* **TO DO**:
• A. Output the section of the Huseyn Javid House Museum text that runs from "According to the decision" up to and including "of Huseyn Javid.", copied word for word.
• B. Answer these questions using the text on Huseyn Javid's House Museum, one answer per line:
(i) During which years did Huseyn Javid live in the house where the museum was created?
(ii) On what date did the Central Committee of the Communist Party of Azerbaijan issue the decree on Javid's 100th anniversary?
(iii) What is the number of the Cabinet of Ministers decision that created the museum?
• C. Take the text about Huseyn Javid's House Museum further, beginning right after its final sentence.

Huseyn Javid's House Museum is a scientific research institute incorporated into the Science Department of the Azerbaijan National Academy of Sciences (ANAS). The museum was created at the house where Azerbaijani poet and playwright Huseyn Javid lived during 1920–1937.

==History==
The home museum was created with the aim of perpetuating and promoting the life and activity of the philosopher, playwright Huseyn Javid under the leadership of Heydar Aliyev. The opening of this museum was considered according to the decree “On 100th Anniversary of Huseyn Javid" by the Central Committee of the Communist Party of Azerbaijan on July 21, 1981.
According to the decision of the Cabinet of Ministers of the Republic of Azerbaijan No. 160 dated July 10, 1995, Huseyn Javid's House Museum was created and subordinated to the Azerbaijan Academy of Sciences.

==Exhibits==
The sections of the museum include "Cavid Studies", "Scientific Massive Studies", "Scientific Funds", "Scientific and Artistic Design", "Scientific Exposition", "Scientific Information and Library" are engaged in scientific research in the field of collection, protection, research and propagation of heritage of Huseyn Javid.

Stored data entries
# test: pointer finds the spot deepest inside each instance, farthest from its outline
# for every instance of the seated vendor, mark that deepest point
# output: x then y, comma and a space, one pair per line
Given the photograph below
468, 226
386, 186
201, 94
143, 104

* **ANSWER LIST**:
• A.
According to the decision of the Cabinet of Ministers of the Republic of Azerbaijan No. 160 dated July 10, 1995, Huseyn Javid's House Museum was created and subordinated to the Azerbaijan Academy of Sciences.

==Exhibits==
The sections of the museum include "Cavid Studies", "Scientific Massive Studies", "Scientific Funds", "Scientific and Artistic Design", "Scientific Exposition", "Scientific Information and Library" are engaged in scientific research in the field of collection, protection, research and propagation of heritage of Huseyn Javid.

• B.
(i) 1920–1937
(ii) July 21, 1981
(iii) No. 160

• C.
The museum consists of four rooms with a total area of 245 m^{2}.

There are around 4,000 exhibits in the main part of the museum, and 200 exhibits in the scientific part.

More than 600 exhibits, including household items and clothing items, books published by Huseyn Javid, programs and banners of stage works, performances and family photographs, model of the mausoleum of Huseyn Javid in Nakhchivan, painting devoted to poet, and other fine art works, his son Ertughrul Javid's compositions include note manuscripts, books used, paintings, pontoon shafts, letters and other documents were displayed.